> Your objective
Rewrite all of the entries below, switching each "single-line" to "one-line" and leaving everything else as it is, and omit the pictures from your version.

> Listed records
▬▬▬▬▬▬▬▬▬▬

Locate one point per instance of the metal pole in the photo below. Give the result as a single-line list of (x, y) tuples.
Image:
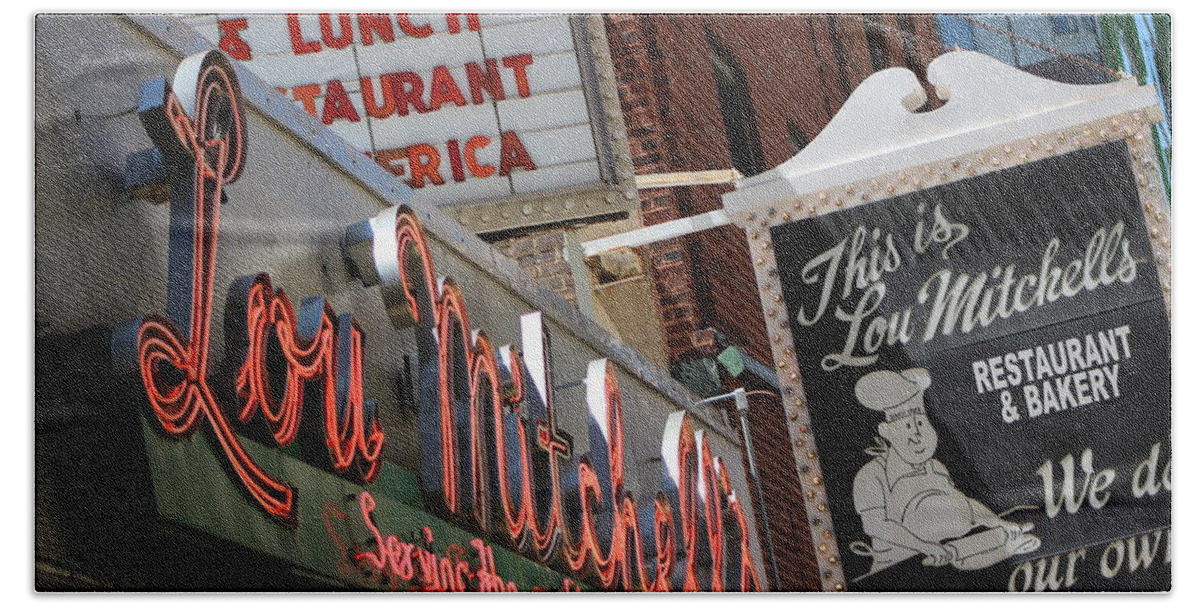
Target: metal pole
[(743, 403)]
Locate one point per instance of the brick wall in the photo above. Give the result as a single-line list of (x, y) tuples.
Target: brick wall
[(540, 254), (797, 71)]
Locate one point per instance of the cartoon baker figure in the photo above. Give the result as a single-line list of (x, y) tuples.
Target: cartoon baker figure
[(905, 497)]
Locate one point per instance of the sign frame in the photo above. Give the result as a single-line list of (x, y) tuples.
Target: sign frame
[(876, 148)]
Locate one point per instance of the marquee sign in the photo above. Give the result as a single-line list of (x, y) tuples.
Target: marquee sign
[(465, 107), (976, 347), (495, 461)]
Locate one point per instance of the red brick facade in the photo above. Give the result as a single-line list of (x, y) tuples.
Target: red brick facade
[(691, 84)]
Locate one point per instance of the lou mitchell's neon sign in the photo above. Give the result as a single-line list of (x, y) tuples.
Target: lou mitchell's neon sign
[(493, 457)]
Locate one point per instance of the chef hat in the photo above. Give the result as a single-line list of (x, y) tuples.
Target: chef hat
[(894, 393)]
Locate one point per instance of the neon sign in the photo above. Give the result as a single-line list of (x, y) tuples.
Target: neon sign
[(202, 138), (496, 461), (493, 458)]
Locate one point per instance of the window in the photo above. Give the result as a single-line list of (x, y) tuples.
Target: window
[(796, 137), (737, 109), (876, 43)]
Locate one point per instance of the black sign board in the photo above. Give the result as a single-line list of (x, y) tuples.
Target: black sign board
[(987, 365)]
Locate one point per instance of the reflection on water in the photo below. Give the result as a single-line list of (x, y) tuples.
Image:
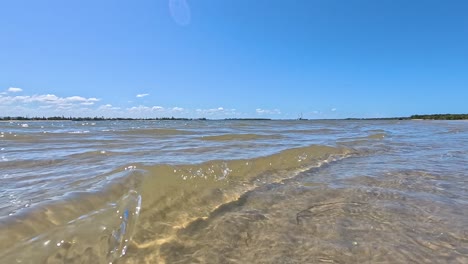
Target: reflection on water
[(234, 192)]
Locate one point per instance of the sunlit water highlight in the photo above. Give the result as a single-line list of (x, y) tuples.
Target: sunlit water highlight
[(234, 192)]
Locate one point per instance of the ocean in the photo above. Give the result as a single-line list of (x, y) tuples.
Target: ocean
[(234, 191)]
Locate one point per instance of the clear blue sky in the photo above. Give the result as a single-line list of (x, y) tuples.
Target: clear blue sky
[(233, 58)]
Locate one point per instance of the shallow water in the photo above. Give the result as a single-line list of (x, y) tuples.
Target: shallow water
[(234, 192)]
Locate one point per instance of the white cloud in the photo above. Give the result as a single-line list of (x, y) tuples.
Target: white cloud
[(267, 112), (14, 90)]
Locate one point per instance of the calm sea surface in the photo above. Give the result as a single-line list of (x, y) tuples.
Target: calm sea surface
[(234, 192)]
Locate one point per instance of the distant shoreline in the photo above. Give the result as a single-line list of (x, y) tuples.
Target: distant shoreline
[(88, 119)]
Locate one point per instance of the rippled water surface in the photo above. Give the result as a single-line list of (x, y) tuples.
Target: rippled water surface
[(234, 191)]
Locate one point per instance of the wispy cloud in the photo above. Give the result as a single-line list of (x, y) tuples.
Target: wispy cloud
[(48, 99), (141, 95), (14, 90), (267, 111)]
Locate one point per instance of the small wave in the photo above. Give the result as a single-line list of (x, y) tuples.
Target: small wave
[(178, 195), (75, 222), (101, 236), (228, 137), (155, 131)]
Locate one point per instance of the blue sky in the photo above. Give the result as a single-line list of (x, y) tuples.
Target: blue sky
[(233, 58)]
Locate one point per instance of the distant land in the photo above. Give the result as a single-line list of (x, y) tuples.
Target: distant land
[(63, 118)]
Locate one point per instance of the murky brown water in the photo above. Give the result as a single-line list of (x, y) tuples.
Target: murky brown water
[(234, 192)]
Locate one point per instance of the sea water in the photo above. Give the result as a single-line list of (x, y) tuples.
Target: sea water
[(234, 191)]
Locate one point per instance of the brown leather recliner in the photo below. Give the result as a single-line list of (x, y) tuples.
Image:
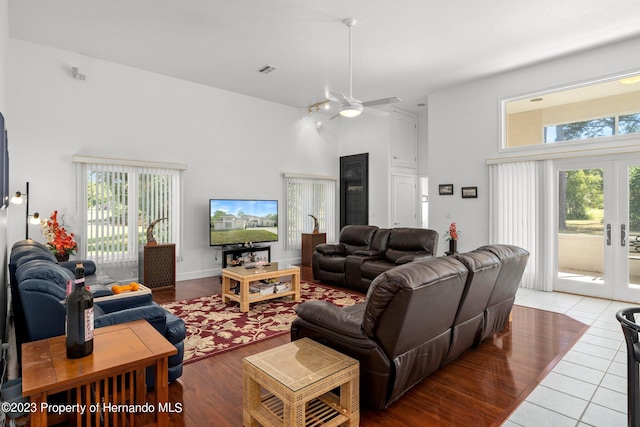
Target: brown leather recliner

▬▬▬▬▬▬▬▬▬▬

> Written response
Locate one point per instance of the metal pole in the photo below. Give the result as a one-line list of (x, y) tuples.
Image:
Target: metal pole
[(743, 403)]
Locate one point per instance of the brick wall in the photo above. Give the result as a one-line list of (x, y) tuples.
Target: brick wall
[(540, 254), (797, 71)]
Locate one point per instance of the cartoon baker figure in the photo above. Give the result as a one-line list of (x, y) tuples.
Target: cartoon baker figure
[(905, 497)]
Locate one point per instance of the sign frame in the photo above. Give the result as a one-line list of (x, y) tuples.
Target: sign frame
[(876, 148)]
Locate one point per instance of the marquee sign in the photo above. Give the result as a one-line list of (x, y) tuples.
Target: marquee sign
[(465, 107), (976, 347), (495, 461)]
Locate one point per instance of the red brick facade in the photo above. Give the result as a one-line list of (x, y) tuples.
Target: red brick facade
[(691, 84)]
Locate one point per instance of the lou mitchell's neon sign in the photo above. Give the result as a one-line list of (x, y) tuples.
Target: lou mitchell's neon sign
[(493, 457)]
Locate one point per instance of the chef hat in the photo above. Give the result as a one-line list of (x, y) tuples.
Target: chef hat
[(894, 393)]
Locate one point per instance of the neon sign in the photo above. Give the result as a one-line list of (x, y) tuples.
Target: neon sign
[(202, 138), (496, 461), (493, 458)]
Locate one point per instance of the window in the photo above. Give the result as a one-line list of (x, y) tuples.
Target: window
[(796, 137), (737, 109), (876, 43)]
Locate one point per instance of the black sign board in the photo above. Give the result as a one-line list of (x, y) tuples.
Target: black sign board
[(987, 365)]
Locate one point per instance of the reflection on water in the photo below. Give the result as a one-line list of (x, y) tuples.
Image:
Target: reflection on water
[(234, 192)]
Locate one point per instance of the sunlit water highlight in the photo above. Give the result as a one-line list of (x, y) tuples.
Target: sunlit water highlight
[(234, 192)]
Locate one point per instance of the ocean in the photo above. Give the result as a one-line list of (x, y) tuples.
Target: ocean
[(234, 191)]
Locate one point per instance of the clear blue sky in the photo above. Give the result as a one-line list of (x, y) tuples.
Target: clear blue sky
[(233, 58)]
Locate one point per instance of the shallow water in the photo above. Give the result as a one-line list of (x, y) tuples.
Target: shallow water
[(234, 192)]
Locate one point per instance of the white cloud in the photo above. Give the result as a one-line list of (x, y) tuples.
Target: white cloud
[(267, 112), (14, 90)]
Locate one point per instance of the calm sea surface in the photo above. Give the result as a one-line list of (x, y) tuples.
Target: calm sea surface
[(234, 192)]
Locate one point per instance of the distant shoreline in the photo above. Give the result as a one-line list of (x, y) tuples.
Target: distant shoreline
[(88, 119)]
Locate one point per instance of the rippled water surface in the photo above. Give the result as a one-line list of (x, y) tuples.
Target: rippled water surface
[(234, 191)]
Locate one point per instance of the wispy cloud in the photo above. Give the result as a one-line list of (x, y) tuples.
Target: wispy cloud
[(48, 99), (141, 95), (14, 90), (267, 111)]
Locate one point per instance of the small wave in the photo above. Give the result as a one-line list of (x, y) tuples.
Target: small wave
[(178, 195), (75, 222), (101, 236), (228, 137), (155, 131)]
Locate one point per instance of the blue sky in the photo above. Give the result as a one-line list of (x, y) tuples.
Target: blue sky
[(233, 58)]
Locate one point per instance of the distant land in the photo above. Give the result as a one-line list of (x, y) tuples.
Target: distant land
[(63, 118)]
Locate one point per instance of the murky brown water in the photo above. Give the result as a one-line list of (x, y) tuples.
Target: murky brown water
[(234, 192)]
Locate one point per instance of the sea water in the photo above. Give the result as a one-line list of (x, y) tuples.
Target: sea water
[(234, 191)]
Locate one point per instance of the brown leather recliner in the photo below. Give the result as a one-line list of (x, y) tuples.
Image:
Target: brown leather recliner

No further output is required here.